Considering cannabis for pain relief? Include your MD in decision-making.Shutterstock; David Mack\Getty Images
Medical marijuana is legal in more than half the states in the US, and it is commonly used to treat chronic pain. Here’s how to discuss this treatment option with your doctor.
Have you ever discussed cannabis with your doctor? Despite the fact that 29 states plus the District of Columbia have decriminalized the use of marijuana for the treatment of certain medical problems, research published in the September 2017 journal Drug and Alcohol Dependence found that nine out of ten doctors were unprepared to prescribe it to their patients. “Most doctors don’t know much about it, even in the states where it is legal,” says Rav Ivker, DO, a holistic family physician in Boulder, Colorado and author of Cannabis for Chronic Pain: A Proven Prescription for Using Marijuana to Relieve Your Pain and Heal Your Life.
No Substitute For Rheumatoid Arthritis Medication
It is important to note that among RA experts, there's a consensus for early, aggressive, and conventional treatment for rheumatoid arthritis (RA). People diagnosed with RA should never use complementary and alternative medicine (CAM) therapies in place of disease-modifying anti-rheumatic drugs (DMARDs), which have been proven effective in altering the course of the disease. No other treatment can stop the inflammation, prevent the joint damage, and reduce the risk of long-term complications that are associated with RA the way DMARDs can.
Can Marijuana Help Treat RA Symptoms?
But what about using complementary and alternative medicine therapies, such as marijuana, in addition to traditional treatment? To date, the medical establishment has largely shied away from treating RA pain with cannabis, citing a lack of evidence. But doctors who prescribe medicinal marijuana to their own patients disagree, saying there is tremendous potential in this form of treatment. There are at least 80 different cannabinoids — chemical compounds that alter neurotransmitter release in the brain — that have been identified. “The most effective ones for medicinal treatment are THC [tetrahydrocannabinol], which is the most psychoactive, and CBD [cannabidiol], which is possibly the most highly medicinal,” says Ivker.
Possible Mechanisms of Marijuana
Advocates say the drug is an effective remedy for chronic joint pain, citing theories on how the herb might be helpful. “Medical marijuana has two ways it helps with rheumatoid arthritis,” says Matthew Roman, MD, president of Nature’s Way Medicine, an alternative medicine practice in Wilmington, Delaware. People who use cannabis may perceive an anti-inflammatory-like effect, “similar to ibuprofen or an ice pack,” he says. In addition, marijuana may influence immune cells. Research is ongoing.
Cannabis and Chronic Pain
“I have seen more than 7,000 medical marijuana patients, and well over 90 percent of them suffer from chronic pain,” says Dr. Ivker. “THCA [Δ9-tetrahydrocannabinolic acid] is another cannabinoid that is not psychoactive, and that’s the one we use most for rheumatoid arthritis.” It can be extracted into a tincture, and it is also available in transdermal patches that are absorbed directly into the bloodstream. There are also topical creams and balms that contain CBD that you can rub right into the joints.

_Study material_.

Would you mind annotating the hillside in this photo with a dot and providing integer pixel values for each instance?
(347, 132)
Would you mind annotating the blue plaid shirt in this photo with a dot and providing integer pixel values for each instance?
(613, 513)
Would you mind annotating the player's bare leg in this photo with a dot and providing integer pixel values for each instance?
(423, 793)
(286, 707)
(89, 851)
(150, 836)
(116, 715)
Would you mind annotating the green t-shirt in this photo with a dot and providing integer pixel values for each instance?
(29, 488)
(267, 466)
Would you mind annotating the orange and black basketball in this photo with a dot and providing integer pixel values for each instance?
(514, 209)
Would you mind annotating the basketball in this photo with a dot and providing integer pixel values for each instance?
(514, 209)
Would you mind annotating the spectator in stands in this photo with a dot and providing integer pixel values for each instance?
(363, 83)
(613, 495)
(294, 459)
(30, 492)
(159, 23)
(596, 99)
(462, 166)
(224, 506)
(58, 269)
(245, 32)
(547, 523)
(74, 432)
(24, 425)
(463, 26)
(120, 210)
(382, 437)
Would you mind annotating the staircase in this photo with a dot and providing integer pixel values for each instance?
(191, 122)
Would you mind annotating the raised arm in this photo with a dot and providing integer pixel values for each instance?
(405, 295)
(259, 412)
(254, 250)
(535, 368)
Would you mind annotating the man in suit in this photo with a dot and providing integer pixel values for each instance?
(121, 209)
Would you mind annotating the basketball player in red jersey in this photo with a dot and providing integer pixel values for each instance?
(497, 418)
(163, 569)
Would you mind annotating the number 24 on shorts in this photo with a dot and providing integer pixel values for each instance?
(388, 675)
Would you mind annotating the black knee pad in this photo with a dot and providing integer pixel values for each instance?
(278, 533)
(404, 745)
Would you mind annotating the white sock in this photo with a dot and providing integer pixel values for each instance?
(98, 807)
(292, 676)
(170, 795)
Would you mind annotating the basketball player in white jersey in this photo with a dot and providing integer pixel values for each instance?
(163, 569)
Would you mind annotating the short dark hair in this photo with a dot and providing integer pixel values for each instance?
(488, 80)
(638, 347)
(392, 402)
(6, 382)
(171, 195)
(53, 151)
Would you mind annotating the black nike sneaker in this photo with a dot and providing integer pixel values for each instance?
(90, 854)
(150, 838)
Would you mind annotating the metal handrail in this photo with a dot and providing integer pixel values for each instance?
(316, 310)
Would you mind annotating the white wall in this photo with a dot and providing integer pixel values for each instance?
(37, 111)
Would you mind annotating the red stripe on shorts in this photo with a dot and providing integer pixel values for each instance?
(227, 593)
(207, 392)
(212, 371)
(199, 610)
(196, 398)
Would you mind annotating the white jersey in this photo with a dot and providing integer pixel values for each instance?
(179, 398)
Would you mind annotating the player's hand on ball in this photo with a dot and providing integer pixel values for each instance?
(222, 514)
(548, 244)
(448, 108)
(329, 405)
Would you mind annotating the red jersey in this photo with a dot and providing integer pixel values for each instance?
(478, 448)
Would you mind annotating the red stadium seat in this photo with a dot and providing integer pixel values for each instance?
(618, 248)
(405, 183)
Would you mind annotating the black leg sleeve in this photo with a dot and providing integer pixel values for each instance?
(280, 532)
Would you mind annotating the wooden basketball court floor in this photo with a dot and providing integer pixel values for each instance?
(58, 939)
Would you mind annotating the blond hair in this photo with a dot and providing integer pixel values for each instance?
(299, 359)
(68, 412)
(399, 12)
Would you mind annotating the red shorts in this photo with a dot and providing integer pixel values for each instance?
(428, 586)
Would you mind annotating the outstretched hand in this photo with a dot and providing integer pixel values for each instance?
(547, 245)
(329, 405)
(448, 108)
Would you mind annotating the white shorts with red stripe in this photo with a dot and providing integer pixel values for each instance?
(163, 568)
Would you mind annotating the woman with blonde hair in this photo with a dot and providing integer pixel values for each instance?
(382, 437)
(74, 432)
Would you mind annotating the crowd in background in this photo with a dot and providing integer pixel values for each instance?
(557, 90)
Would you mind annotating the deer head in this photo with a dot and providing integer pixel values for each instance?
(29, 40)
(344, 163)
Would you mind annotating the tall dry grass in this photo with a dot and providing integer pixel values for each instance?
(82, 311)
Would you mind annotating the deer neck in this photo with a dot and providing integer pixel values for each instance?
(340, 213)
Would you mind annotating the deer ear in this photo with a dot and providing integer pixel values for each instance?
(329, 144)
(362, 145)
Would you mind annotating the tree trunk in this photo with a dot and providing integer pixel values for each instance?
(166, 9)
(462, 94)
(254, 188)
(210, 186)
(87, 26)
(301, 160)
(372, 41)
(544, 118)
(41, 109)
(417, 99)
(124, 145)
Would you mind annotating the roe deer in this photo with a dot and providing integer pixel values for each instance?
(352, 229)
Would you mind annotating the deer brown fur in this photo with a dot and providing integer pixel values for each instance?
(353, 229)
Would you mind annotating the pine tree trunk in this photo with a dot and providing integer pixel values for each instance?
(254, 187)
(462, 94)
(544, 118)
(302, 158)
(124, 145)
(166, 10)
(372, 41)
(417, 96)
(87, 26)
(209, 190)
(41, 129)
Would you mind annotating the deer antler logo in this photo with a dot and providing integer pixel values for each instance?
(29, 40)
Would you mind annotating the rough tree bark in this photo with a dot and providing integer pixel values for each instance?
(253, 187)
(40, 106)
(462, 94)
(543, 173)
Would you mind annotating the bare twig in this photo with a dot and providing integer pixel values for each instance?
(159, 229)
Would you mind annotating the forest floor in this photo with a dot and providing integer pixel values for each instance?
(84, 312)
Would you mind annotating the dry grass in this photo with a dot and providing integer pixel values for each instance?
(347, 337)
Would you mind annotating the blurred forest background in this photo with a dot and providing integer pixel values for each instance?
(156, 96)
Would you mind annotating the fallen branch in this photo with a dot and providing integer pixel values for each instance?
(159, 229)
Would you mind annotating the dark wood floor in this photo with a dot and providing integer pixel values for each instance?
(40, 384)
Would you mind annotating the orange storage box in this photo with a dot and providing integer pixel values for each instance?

_Apply what you read_.
1) Decide whether each statement below agrees with the text on cannabis for pain. Answer yes or no, and quote the deciding words from the text. (a) Nine out of ten doctors were found unprepared to prescribe marijuana to their patients. (b) People diagnosed with RA may use complementary and alternative therapies instead of DMARDs. (c) THCA is a psychoactive cannabinoid.
2) Duplicate the passage of the text on cannabis for pain from "Cannabis and Chronic" up to and including "into the joints.".
You won't need the material here.

_Responses per task_.
1)
(a) Yes: "nine out of ten doctors were unprepared to prescribe it to their patients"
(b) No: "should never use complementary and alternative medicine (CAM) therapies in place of disease-modifying anti-rheumatic drugs (DMARDs)"
(c) No: "THCA [Δ9-tetrahydrocannabinolic acid] is another cannabinoid that is not psychoactive"

2)
Cannabis and Chronic Pain
“I have seen more than 7,000 medical marijuana patients, and well over 90 percent of them suffer from chronic pain,” says Dr. Ivker. “THCA [Δ9-tetrahydrocannabinolic acid] is another cannabinoid that is not psychoactive, and that’s the one we use most for rheumatoid arthritis.” It can be extracted into a tincture, and it is also available in transdermal patches that are absorbed directly into the bloodstream. There are also topical creams and balms that contain CBD that you can rub right into the joints.